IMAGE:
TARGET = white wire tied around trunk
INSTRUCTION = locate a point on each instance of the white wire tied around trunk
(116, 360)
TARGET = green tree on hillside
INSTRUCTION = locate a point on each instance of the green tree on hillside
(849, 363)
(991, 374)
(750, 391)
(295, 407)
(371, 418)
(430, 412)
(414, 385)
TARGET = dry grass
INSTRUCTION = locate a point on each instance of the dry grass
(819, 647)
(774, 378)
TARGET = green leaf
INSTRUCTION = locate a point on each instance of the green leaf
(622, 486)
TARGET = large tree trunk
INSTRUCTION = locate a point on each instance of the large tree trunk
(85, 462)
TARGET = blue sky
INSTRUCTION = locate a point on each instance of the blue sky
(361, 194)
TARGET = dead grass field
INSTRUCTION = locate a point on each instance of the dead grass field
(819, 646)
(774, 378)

**Exercise brief:** Give the number of lines that contain "TARGET" in the material above, with no other text.

**Answer area:** 7